>> Start
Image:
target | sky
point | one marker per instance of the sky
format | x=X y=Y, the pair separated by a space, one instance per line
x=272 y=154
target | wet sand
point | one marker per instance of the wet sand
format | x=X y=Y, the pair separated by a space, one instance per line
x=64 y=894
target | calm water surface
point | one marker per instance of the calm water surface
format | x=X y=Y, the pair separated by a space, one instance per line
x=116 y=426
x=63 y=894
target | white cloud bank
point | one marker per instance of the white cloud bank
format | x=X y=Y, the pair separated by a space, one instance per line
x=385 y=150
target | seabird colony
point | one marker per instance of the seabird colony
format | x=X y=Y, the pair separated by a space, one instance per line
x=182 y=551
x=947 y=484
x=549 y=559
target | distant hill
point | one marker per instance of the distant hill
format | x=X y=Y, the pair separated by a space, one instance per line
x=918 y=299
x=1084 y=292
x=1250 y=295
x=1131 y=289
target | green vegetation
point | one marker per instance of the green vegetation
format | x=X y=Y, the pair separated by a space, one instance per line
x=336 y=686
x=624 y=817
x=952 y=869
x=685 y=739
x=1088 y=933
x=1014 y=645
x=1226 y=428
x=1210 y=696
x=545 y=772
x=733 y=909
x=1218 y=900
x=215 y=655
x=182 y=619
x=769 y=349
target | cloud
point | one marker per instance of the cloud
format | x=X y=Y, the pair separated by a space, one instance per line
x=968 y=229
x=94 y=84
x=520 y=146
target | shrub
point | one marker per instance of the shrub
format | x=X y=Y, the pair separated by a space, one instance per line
>> End
TASK OBJECTIVE>
Please reproduce, verbatim and with nothing else, the part of the records that opens with the line containing "target | wet sand" and closes with the last line of the records, both included.

SOLUTION>
target | wet sand
point | one marker per instance of the wet sand
format | x=X y=Y, the pair separated by a space, one instance per line
x=64 y=894
target | calm water surface
point | one marker per instance of the calm water surface
format | x=X y=Y, the pair separated by a space, one instance per line
x=116 y=426
x=63 y=894
target | white cloud bank
point | one marker per instance of the white cloud bank
format | x=X y=Y, the pair separated by a space, one instance per line
x=385 y=150
target | seabird colony
point | one marker per instance of the seabird colony
format | x=X y=Y, the pair separated by a space, one instance per line
x=182 y=551
x=947 y=484
x=549 y=559
target | distant hill
point | one marker per instance of the distant hill
format | x=X y=Y, the pair separated by a space, one instance per line
x=918 y=299
x=1084 y=292
x=1250 y=295
x=1131 y=289
target | green vegetation
point | one marker per instance of the green vegetation
format | x=X y=Y, the pair separated by a space, one instance per line
x=336 y=686
x=624 y=817
x=952 y=869
x=685 y=739
x=1088 y=933
x=1014 y=645
x=1226 y=428
x=1210 y=696
x=545 y=772
x=733 y=909
x=1218 y=900
x=215 y=655
x=182 y=619
x=769 y=349
target | cloud
point | one marker per instance of the cloud
format | x=X y=Y, the pair separated by a space, one instance per line
x=968 y=229
x=94 y=84
x=520 y=146
target | shrub
point | one marker per instance of the shrub
format | x=X y=Y, the pair separated by a space, one instance per line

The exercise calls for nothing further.